Die Renaissance der PV-Produktion in Europa war eines der vorherrschenden Themen auf dem 38.
PV-Symposium
, das vom 27. Februar bis 2. März in Bad Staffelstein/ Deutschland die PV-Branche der DACH-Region vereinte. Um nachhaltig Energiesouveränität auf dem alten Kontinent zu erreichen, erscheint es dringlicher denn je, die richtigen Anreize zu setzen, Strategien zu verfolgen und Projekte schnell voranzutreiben.
Wie kann es gelingen? Welche Wettbewerbsvorteile, welche Hindernisse gibt es? Wie steht Europa im globalen Wettlauf um Produktionskapazitäten da?
In unserer zweiteiligen Experteninterviewreihe sprachen wir darüber auf dem PV-Symposium mit Dr. Marcus Rennhofer, Senior Scientist am Austrian Institute of Technology (AIT) und Prof. Dr. Andreas Bett, Institutsleiter des Fraunhofer Institut für Solare Energiesysteme ISE. Im zweiten Teil geht es darum, welche Wettbewerbsvorteile Europa durch Forschung und Innovation bietet, welche Innovationen den Markt beeinflussen und wie negative Standortfaktoren zukünftig zu bewerten sind.
Lesen Sie den ersten Teil des Experteninterviews mit Dr. Marcus Rennhofer und Prof. Dr. Andreas Bett hier.
Welchen Wettbewerbsvorteil hat Europa nach wie vor im Vergleich zu China, zum Beispiel durch Innovation und durch Forschung?
Bett: Betrachten wir die Wertschöpfungskette von der industriellen Seite: Beim Polysiliziummaterial sind wir noch auf dem Weltmarkt sichtbar. Die Firma Wacker ist deshalb noch auf dem Markt, weil sie einfach das beste Material weltweit herstellt. Darauf kann man aufbauen, mit diesem Qualitätsvorteil kann man weitere Marktanteile gewinnen. Einziges Hemmnis ist hier aktuell der zu hohe Strompreis.
Was die Wafertechnologie angeht haben wir in Europa neue technologische Ansätze: es gibt die kerfless Wafer-Technologie, den EPI-Wafer beispielsweise. Dahinter stehen Firmen, die vielleicht in fünf oder zehn Jahren mit dieser Technologie Wafer in großem Umfang industriell produzieren. Das heißt aber auch, dass wir heute auf die Standardtechnologie setzen müssen und hier auch chinesisches Know-How nutzen sollten. Langfristig kann dann auf die neue kerfless Technologie gesetzt werden – ein riesiges Innovationspotenzial für Europa.
Bei den Solarzellen sind die Wirkungsgrad-Weltrekorde der Laborzellen noch aus Europa, auch für die nächste Generation, den Tandem-Solarzellen.
Ebenso gibt es noch gutes Know-How im Maschinenbau, so dass das Hochfahren einer industriellen Produktion machbar erscheint.
Was die Modulseite betrifft, haben wir mit dem Schindeln eine Entwicklung, die aus Europa kommt. Insofern haben wir auch in diesem Segment Innovation in den Laboren und können zuversichtlich sein, dass der Transfer in eine industrielle Produktion hier ebenfalls sehr gut gelingt.

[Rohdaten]
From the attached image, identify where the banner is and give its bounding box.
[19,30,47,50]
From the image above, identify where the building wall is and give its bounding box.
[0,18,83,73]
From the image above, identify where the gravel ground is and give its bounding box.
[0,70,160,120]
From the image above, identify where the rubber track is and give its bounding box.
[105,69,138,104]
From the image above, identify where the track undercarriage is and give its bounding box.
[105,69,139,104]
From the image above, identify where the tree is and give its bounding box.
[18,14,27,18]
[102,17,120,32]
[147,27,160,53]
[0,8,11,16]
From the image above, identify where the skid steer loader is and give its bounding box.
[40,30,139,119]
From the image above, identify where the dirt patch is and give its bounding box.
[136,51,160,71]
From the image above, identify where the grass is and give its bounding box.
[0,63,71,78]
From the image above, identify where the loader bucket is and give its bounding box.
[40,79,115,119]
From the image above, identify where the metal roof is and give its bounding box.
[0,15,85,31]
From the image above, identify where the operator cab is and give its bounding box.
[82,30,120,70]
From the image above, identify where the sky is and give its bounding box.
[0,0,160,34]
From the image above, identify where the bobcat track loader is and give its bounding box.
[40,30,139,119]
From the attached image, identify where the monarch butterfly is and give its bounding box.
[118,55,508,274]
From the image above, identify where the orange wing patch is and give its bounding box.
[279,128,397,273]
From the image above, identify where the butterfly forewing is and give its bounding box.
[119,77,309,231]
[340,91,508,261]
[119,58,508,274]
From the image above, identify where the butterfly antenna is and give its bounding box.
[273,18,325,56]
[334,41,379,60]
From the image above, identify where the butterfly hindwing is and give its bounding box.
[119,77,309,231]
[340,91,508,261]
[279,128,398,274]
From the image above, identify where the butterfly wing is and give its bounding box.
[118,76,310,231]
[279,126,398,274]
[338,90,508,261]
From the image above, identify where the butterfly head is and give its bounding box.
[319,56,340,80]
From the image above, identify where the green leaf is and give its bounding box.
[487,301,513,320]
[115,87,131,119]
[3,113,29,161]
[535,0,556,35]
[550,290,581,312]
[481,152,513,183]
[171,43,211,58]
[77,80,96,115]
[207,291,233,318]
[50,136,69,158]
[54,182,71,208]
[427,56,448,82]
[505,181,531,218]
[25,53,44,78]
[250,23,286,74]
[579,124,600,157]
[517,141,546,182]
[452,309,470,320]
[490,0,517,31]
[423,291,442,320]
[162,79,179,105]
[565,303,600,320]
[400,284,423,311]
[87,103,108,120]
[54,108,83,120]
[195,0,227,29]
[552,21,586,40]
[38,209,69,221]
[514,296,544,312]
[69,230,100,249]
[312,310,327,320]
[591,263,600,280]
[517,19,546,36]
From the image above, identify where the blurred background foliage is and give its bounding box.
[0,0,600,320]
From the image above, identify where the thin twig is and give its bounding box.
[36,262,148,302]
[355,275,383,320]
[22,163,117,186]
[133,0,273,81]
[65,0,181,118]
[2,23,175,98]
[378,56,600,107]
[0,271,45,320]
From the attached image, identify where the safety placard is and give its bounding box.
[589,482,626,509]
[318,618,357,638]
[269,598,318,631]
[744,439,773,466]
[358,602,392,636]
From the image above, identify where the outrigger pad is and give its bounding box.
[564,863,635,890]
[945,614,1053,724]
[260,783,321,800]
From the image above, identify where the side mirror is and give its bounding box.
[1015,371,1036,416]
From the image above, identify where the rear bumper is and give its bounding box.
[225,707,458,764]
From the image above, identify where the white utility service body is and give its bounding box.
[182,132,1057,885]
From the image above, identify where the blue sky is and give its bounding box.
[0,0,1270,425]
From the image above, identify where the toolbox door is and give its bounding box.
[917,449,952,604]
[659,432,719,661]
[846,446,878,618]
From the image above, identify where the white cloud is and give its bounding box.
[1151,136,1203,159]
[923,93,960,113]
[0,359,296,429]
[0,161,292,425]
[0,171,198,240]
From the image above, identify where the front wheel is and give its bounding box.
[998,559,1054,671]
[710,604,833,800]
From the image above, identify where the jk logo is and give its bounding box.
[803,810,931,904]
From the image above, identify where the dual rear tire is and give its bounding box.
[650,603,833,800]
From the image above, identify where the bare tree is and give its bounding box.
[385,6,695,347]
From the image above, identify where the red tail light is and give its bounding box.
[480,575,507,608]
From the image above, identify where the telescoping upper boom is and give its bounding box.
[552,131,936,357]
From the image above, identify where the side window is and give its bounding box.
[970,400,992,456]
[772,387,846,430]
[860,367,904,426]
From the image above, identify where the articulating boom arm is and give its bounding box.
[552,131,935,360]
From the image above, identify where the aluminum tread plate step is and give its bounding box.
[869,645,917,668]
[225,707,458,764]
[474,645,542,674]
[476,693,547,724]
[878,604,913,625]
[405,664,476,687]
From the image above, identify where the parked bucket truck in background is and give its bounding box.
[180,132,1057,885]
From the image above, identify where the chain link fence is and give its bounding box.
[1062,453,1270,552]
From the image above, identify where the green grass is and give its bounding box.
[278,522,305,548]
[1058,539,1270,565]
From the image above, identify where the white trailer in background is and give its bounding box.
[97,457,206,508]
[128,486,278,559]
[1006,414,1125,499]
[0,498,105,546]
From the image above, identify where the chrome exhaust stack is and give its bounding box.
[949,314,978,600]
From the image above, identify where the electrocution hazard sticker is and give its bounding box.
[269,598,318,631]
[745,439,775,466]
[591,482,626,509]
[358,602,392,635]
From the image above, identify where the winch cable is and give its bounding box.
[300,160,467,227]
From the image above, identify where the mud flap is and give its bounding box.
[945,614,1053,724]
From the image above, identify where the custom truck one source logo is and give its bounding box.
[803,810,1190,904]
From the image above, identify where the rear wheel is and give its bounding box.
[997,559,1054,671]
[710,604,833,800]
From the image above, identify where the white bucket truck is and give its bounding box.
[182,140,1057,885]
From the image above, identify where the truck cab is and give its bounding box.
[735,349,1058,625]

### ARBEITSANWEISUNGEN
1 - Fasse den Absatz des Textauszugs, der mit „Was die Wafertechnologie angeht“ beginnt, als knappe Stichpunktliste zusammen, ohne seine wesentlichen Fakten wegzulassen.
2 - Übernimm aus dem Textauszug wortgetreu den Abschnitt von „Wie kann es“ bis einschließlich „zu bewerten sind.“.
3 - Welches Hemmnis nennt Bett laut Textauszug derzeit für das Polysiliziummaterial?
Die Daten haben hierfür keinerlei Bedeutung.

### ERGEBNISSE
1 -
- In Europa gibt es neue technologische Ansätze bei Wafern, etwa die kerfless Wafer-Technologie wie den EPI-Wafer.
- Die Firmen dahinter produzieren vielleicht in fünf oder zehn Jahren damit Wafer in großem Umfang industriell.
- Heute muss deshalb auf die Standardtechnologie gesetzt und auch chinesisches Know-How genutzt werden.
- Langfristig bietet die kerfless Technologie ein riesiges Innovationspotenzial für Europa.

2 -
Wie kann es gelingen? Welche Wettbewerbsvorteile, welche Hindernisse gibt es? Wie steht Europa im globalen Wettlauf um Produktionskapazitäten da?
In unserer zweiteiligen Experteninterviewreihe sprachen wir darüber auf dem PV-Symposium mit Dr. Marcus Rennhofer, Senior Scientist am Austrian Institute of Technology (AIT) und Prof. Dr. Andreas Bett, Institutsleiter des Fraunhofer Institut für Solare Energiesysteme ISE. Im zweiten Teil geht es darum, welche Wettbewerbsvorteile Europa durch Forschung und Innovation bietet, welche Innovationen den Markt beeinflussen und wie negative Standortfaktoren zukünftig zu bewerten sind.

3 - Das einzige aktuelle Hemmnis ist der zu hohe Strompreis.